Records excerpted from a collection

+ + + + + + +

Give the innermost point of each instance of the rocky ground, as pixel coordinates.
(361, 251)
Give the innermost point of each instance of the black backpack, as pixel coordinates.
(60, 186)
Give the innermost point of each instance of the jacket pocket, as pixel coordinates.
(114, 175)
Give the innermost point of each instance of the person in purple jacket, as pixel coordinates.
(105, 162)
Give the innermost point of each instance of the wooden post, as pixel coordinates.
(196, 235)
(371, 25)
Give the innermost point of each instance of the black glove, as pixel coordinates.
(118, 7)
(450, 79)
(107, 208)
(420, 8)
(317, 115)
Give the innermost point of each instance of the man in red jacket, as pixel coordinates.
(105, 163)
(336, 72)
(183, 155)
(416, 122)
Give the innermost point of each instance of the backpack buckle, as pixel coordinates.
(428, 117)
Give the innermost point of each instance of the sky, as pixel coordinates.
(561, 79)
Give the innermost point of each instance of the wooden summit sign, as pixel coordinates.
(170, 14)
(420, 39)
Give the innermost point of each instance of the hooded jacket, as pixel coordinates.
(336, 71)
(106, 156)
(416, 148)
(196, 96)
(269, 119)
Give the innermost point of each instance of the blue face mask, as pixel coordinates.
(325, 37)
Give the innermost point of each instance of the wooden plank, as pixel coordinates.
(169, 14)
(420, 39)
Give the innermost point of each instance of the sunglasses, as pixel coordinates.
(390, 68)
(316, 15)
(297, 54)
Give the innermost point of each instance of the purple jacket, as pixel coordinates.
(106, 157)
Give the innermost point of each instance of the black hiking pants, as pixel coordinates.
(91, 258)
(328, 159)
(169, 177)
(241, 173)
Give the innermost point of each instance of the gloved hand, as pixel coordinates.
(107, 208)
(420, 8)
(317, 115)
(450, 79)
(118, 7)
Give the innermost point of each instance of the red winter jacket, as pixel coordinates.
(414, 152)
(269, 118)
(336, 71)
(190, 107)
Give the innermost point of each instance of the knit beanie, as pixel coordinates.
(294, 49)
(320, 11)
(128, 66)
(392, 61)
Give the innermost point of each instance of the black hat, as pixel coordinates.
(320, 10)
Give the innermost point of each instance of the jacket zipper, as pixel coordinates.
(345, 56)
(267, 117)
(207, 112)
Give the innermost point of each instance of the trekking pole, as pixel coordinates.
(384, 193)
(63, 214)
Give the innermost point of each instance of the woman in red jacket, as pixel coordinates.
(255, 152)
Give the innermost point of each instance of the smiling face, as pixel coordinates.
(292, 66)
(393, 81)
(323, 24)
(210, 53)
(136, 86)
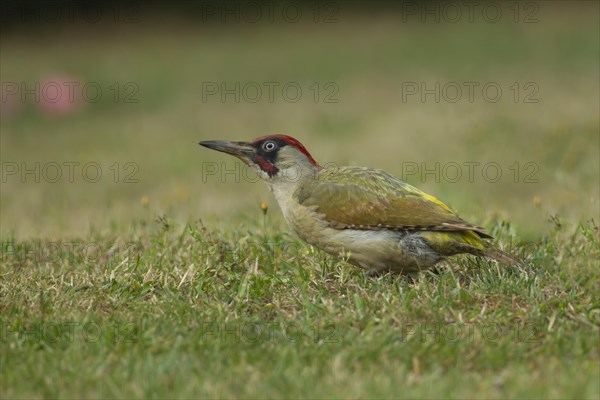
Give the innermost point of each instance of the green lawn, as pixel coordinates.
(162, 279)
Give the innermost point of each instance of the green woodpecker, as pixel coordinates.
(383, 223)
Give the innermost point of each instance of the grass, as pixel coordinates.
(117, 289)
(183, 311)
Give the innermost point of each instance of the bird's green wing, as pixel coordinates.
(363, 198)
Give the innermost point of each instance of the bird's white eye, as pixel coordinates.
(269, 146)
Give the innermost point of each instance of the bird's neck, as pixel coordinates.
(287, 182)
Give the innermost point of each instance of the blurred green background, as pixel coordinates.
(367, 53)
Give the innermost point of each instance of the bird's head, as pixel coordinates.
(274, 157)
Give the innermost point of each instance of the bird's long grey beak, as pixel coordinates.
(242, 150)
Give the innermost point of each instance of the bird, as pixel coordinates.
(379, 222)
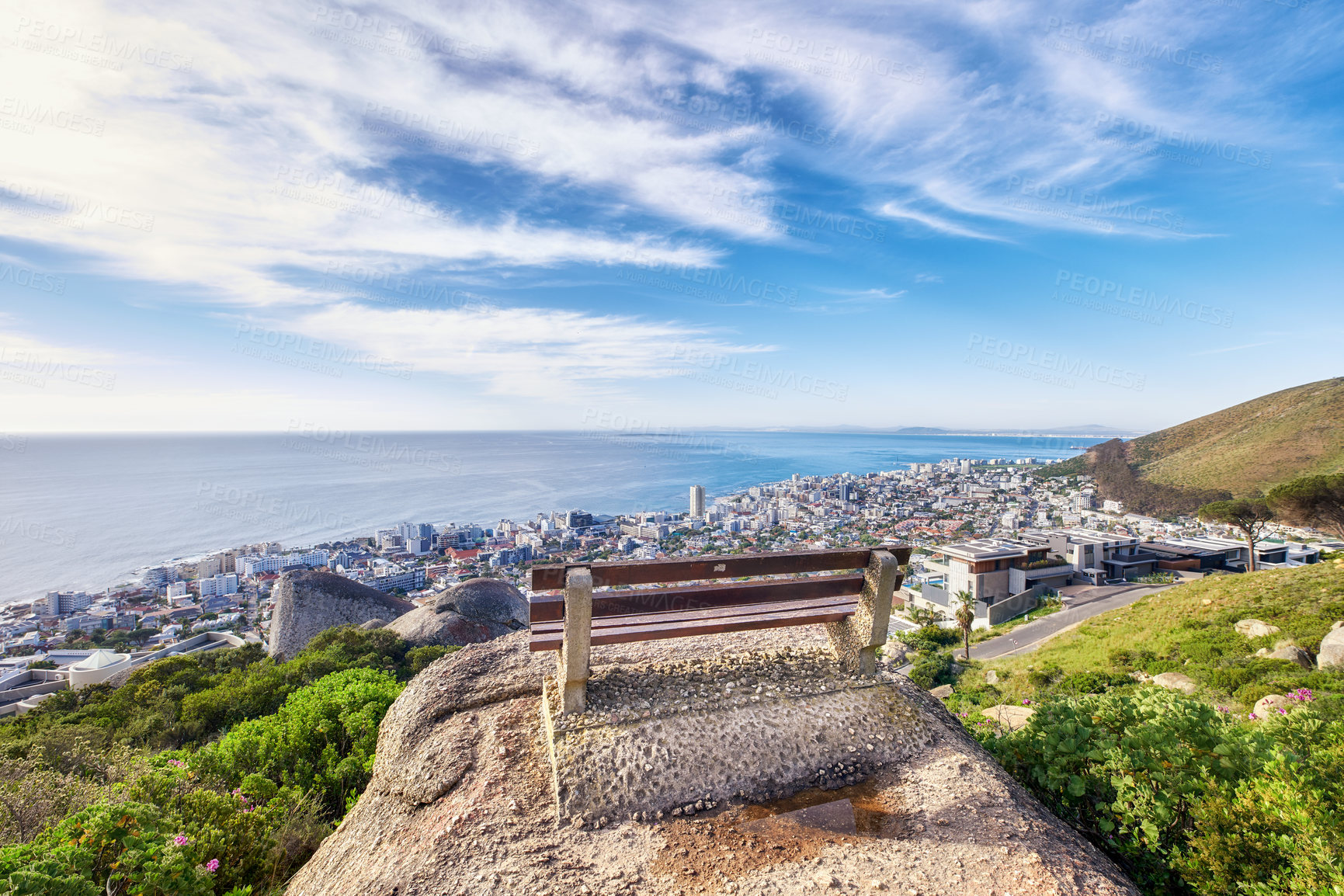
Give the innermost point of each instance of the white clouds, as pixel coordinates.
(523, 351)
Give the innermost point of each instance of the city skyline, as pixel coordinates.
(504, 218)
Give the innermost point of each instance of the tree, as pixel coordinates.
(965, 616)
(1311, 500)
(1250, 516)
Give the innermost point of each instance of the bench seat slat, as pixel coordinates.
(606, 574)
(641, 601)
(680, 625)
(709, 613)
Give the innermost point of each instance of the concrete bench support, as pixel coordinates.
(856, 638)
(578, 633)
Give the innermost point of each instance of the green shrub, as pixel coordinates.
(929, 638)
(1277, 832)
(1125, 770)
(320, 741)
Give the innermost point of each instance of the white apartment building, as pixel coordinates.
(220, 585)
(698, 500)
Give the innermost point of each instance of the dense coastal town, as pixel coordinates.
(957, 513)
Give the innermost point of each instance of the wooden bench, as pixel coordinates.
(854, 605)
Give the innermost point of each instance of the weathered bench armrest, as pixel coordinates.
(856, 638)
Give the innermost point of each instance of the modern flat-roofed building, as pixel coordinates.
(1097, 557)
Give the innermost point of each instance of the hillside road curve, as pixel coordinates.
(1093, 602)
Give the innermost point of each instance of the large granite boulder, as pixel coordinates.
(461, 802)
(1176, 682)
(474, 612)
(309, 602)
(1331, 656)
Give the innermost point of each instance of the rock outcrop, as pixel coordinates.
(1274, 703)
(1009, 717)
(474, 612)
(1255, 627)
(311, 602)
(1294, 655)
(1331, 656)
(1176, 682)
(461, 804)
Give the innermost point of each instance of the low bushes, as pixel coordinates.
(1186, 797)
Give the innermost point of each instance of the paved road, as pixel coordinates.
(1027, 637)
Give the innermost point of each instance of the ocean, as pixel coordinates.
(89, 512)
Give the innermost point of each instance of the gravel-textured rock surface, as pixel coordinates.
(621, 693)
(460, 804)
(311, 602)
(1331, 656)
(474, 612)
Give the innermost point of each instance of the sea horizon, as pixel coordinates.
(93, 511)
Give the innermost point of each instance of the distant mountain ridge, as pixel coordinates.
(1242, 450)
(1252, 446)
(1092, 430)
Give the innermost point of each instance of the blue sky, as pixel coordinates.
(509, 215)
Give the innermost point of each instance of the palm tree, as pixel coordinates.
(965, 616)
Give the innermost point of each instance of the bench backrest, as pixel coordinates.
(568, 622)
(550, 607)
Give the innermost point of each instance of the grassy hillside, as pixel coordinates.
(1252, 446)
(1193, 796)
(1189, 629)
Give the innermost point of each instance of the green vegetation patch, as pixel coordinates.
(213, 773)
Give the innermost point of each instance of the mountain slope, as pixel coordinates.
(1253, 446)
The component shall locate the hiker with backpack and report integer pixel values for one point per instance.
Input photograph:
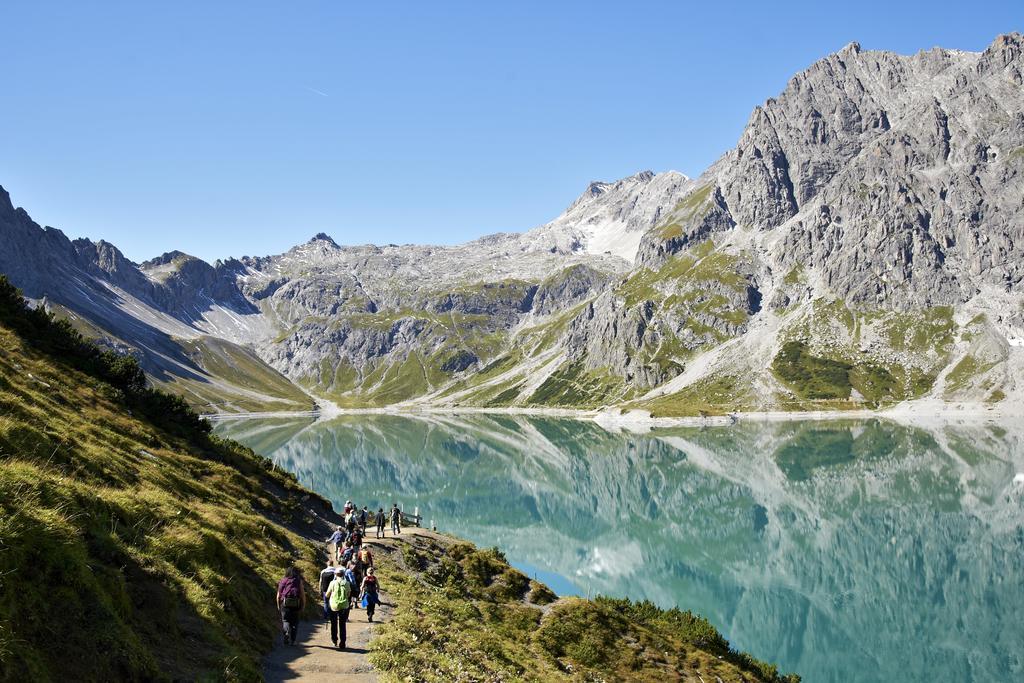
(338, 538)
(327, 575)
(291, 601)
(395, 519)
(370, 594)
(339, 595)
(352, 577)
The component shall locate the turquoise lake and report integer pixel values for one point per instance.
(843, 551)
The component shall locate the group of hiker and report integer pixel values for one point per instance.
(347, 579)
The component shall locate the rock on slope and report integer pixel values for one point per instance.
(860, 243)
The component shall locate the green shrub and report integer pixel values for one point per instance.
(812, 377)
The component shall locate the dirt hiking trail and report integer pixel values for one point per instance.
(313, 658)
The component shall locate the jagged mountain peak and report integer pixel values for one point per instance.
(168, 258)
(324, 238)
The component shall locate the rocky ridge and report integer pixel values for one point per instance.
(861, 244)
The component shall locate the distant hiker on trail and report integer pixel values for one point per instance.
(339, 595)
(366, 557)
(337, 539)
(395, 519)
(370, 595)
(353, 580)
(327, 575)
(291, 600)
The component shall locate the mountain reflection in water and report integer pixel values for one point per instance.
(843, 551)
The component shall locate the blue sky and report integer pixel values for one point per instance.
(225, 128)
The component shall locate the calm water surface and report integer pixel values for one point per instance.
(843, 551)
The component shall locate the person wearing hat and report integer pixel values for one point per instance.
(339, 597)
(370, 592)
(327, 575)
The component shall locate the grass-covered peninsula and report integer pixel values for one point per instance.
(138, 546)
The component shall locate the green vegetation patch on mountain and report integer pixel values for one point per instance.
(574, 386)
(463, 613)
(886, 355)
(243, 381)
(711, 395)
(133, 545)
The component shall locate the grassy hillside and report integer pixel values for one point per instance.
(464, 614)
(133, 545)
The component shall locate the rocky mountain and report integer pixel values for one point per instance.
(861, 244)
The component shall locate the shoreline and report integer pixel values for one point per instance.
(636, 420)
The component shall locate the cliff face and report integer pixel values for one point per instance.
(869, 217)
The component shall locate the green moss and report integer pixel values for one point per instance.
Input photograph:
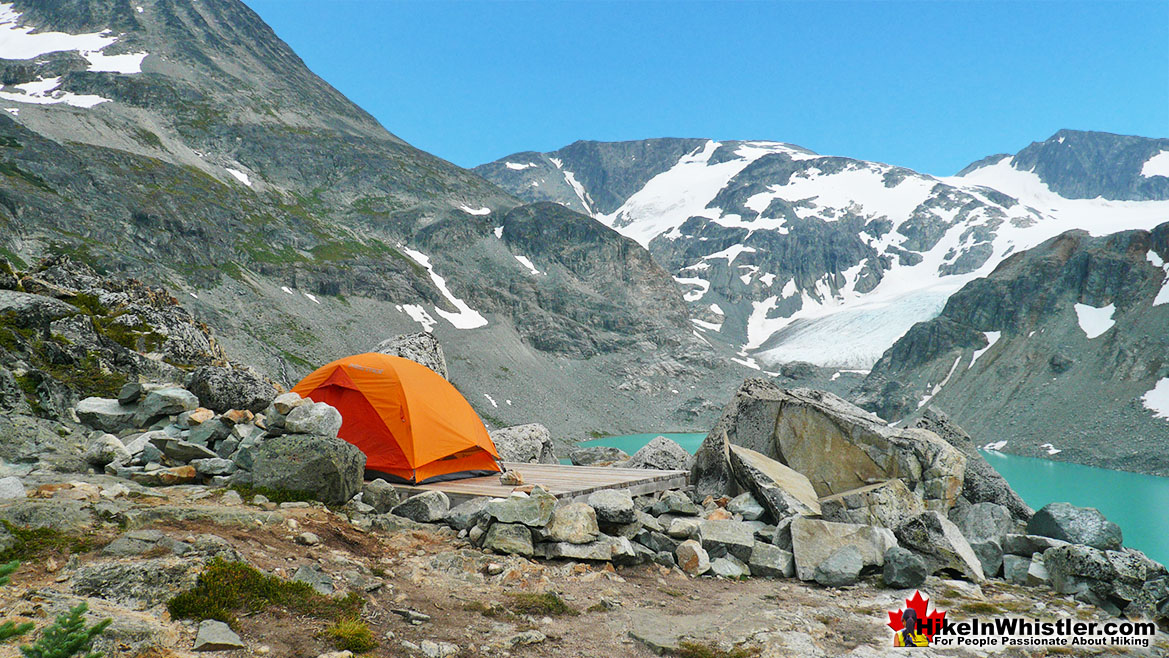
(248, 492)
(34, 542)
(546, 603)
(351, 635)
(227, 588)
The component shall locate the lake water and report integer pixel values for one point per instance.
(1138, 503)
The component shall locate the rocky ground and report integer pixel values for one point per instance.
(462, 601)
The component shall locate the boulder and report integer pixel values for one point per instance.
(512, 539)
(1076, 525)
(104, 449)
(770, 561)
(838, 445)
(781, 490)
(983, 521)
(814, 540)
(330, 469)
(887, 504)
(573, 523)
(730, 567)
(613, 506)
(904, 569)
(659, 454)
(380, 494)
(981, 483)
(711, 472)
(526, 444)
(222, 389)
(426, 507)
(166, 401)
(106, 415)
(842, 568)
(317, 418)
(596, 456)
(726, 537)
(420, 347)
(939, 540)
(692, 559)
(533, 510)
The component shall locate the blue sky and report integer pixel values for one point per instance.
(928, 85)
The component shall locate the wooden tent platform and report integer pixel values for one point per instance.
(565, 482)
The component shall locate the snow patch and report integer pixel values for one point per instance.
(1094, 321)
(1157, 399)
(1156, 165)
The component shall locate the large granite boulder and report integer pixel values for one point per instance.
(1076, 525)
(941, 544)
(330, 469)
(981, 483)
(838, 445)
(222, 389)
(815, 540)
(661, 454)
(887, 504)
(526, 444)
(420, 347)
(781, 490)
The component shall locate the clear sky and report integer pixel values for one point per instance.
(929, 85)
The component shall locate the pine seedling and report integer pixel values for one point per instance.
(67, 637)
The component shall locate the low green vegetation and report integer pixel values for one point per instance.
(229, 588)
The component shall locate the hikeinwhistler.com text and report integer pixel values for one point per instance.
(1018, 631)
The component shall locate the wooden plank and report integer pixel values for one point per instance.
(565, 482)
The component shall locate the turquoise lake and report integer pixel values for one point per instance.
(1138, 503)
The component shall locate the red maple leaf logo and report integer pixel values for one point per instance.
(920, 604)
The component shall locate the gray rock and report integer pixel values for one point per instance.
(814, 540)
(468, 513)
(676, 503)
(746, 506)
(990, 555)
(216, 636)
(426, 507)
(221, 389)
(330, 469)
(596, 456)
(513, 539)
(380, 494)
(420, 347)
(533, 510)
(613, 506)
(983, 521)
(904, 569)
(939, 540)
(526, 444)
(728, 567)
(317, 418)
(106, 415)
(103, 449)
(573, 523)
(770, 561)
(1076, 525)
(711, 472)
(315, 577)
(11, 487)
(164, 402)
(726, 537)
(842, 568)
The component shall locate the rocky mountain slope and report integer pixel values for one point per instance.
(789, 255)
(186, 145)
(1060, 353)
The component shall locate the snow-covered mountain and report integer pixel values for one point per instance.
(789, 255)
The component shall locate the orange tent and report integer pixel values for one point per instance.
(412, 423)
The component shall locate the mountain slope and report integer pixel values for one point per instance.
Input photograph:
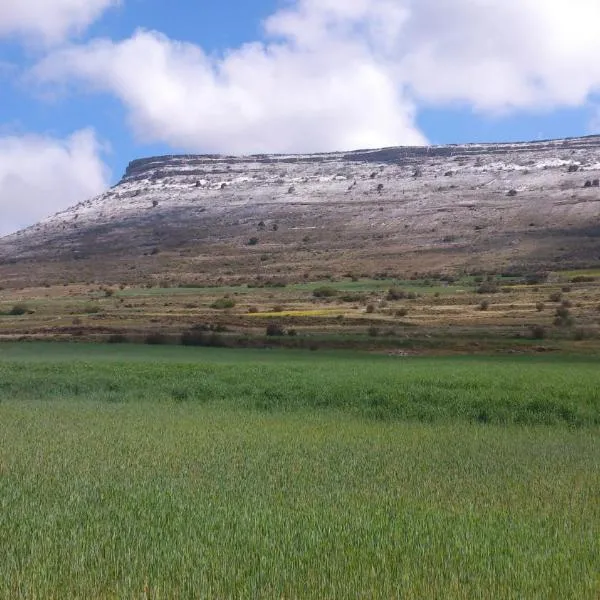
(397, 210)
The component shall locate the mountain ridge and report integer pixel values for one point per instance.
(527, 205)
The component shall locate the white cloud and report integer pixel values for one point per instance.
(49, 21)
(346, 73)
(594, 122)
(41, 175)
(326, 93)
(500, 55)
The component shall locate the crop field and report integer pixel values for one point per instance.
(173, 472)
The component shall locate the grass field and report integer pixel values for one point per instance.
(492, 314)
(164, 472)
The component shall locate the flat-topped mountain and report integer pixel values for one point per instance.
(401, 210)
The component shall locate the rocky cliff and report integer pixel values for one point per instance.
(395, 210)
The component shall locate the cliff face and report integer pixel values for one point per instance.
(398, 210)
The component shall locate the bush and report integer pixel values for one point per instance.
(275, 330)
(563, 317)
(223, 304)
(156, 339)
(538, 332)
(488, 287)
(91, 309)
(325, 292)
(581, 333)
(18, 310)
(396, 294)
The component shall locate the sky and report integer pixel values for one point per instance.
(88, 85)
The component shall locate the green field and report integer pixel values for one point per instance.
(172, 472)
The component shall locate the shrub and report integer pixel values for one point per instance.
(563, 317)
(156, 339)
(536, 278)
(18, 310)
(223, 304)
(488, 287)
(581, 333)
(396, 294)
(275, 330)
(325, 292)
(91, 309)
(538, 332)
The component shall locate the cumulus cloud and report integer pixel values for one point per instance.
(346, 73)
(49, 21)
(41, 175)
(323, 91)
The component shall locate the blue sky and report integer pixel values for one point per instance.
(88, 85)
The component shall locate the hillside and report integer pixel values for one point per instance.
(196, 219)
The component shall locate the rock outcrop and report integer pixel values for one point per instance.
(395, 210)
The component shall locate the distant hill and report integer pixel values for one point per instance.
(187, 219)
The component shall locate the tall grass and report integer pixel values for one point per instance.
(173, 472)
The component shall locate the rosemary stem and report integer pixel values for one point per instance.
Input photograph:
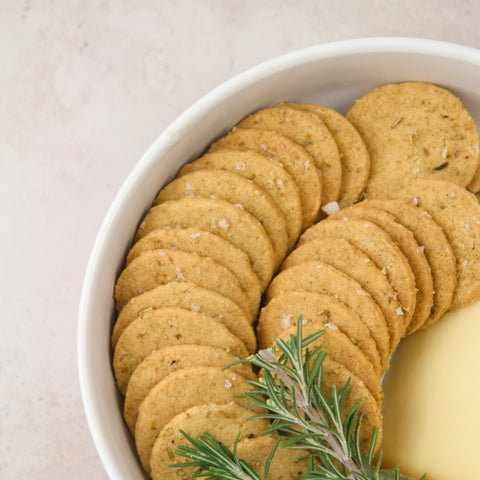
(312, 413)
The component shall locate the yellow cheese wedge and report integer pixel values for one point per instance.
(432, 400)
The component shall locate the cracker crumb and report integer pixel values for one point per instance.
(331, 207)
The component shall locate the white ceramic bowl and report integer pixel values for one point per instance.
(333, 74)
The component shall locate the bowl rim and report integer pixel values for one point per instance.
(175, 132)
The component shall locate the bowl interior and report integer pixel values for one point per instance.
(331, 74)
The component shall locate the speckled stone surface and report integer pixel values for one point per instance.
(86, 87)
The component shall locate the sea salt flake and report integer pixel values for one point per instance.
(331, 207)
(287, 321)
(331, 326)
(194, 307)
(223, 222)
(363, 293)
(179, 274)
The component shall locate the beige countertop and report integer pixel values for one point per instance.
(86, 87)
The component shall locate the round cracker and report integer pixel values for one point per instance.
(353, 152)
(307, 130)
(283, 311)
(222, 422)
(157, 267)
(178, 392)
(164, 327)
(323, 278)
(457, 211)
(184, 295)
(381, 249)
(286, 464)
(436, 248)
(416, 129)
(292, 157)
(235, 189)
(350, 260)
(266, 174)
(205, 244)
(156, 366)
(222, 218)
(342, 350)
(405, 240)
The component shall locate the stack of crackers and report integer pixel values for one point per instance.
(365, 225)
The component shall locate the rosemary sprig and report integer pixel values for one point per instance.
(290, 391)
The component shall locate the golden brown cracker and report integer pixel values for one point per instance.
(286, 464)
(157, 267)
(156, 366)
(164, 327)
(436, 248)
(221, 218)
(205, 244)
(416, 129)
(223, 422)
(342, 255)
(292, 157)
(178, 392)
(266, 174)
(353, 152)
(320, 277)
(457, 211)
(283, 311)
(404, 238)
(237, 190)
(184, 295)
(343, 351)
(382, 250)
(307, 130)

+ + + + + + +

### Required action
Keep only the lines from the one containing "The component shall locate the rosemary sprig" through the final line of the records, and transcribe them exactly.

### Response to the task
The component shall locate the rosemary sprig and report integer pixel values for one point per instance.
(290, 391)
The component shall locate the golden brown cracker and report integer pixel values for one point per instance.
(286, 464)
(157, 267)
(156, 366)
(164, 327)
(436, 248)
(221, 218)
(205, 244)
(416, 129)
(223, 422)
(342, 255)
(292, 157)
(178, 392)
(266, 174)
(353, 152)
(320, 277)
(457, 211)
(283, 311)
(404, 238)
(237, 190)
(184, 295)
(343, 351)
(382, 250)
(307, 130)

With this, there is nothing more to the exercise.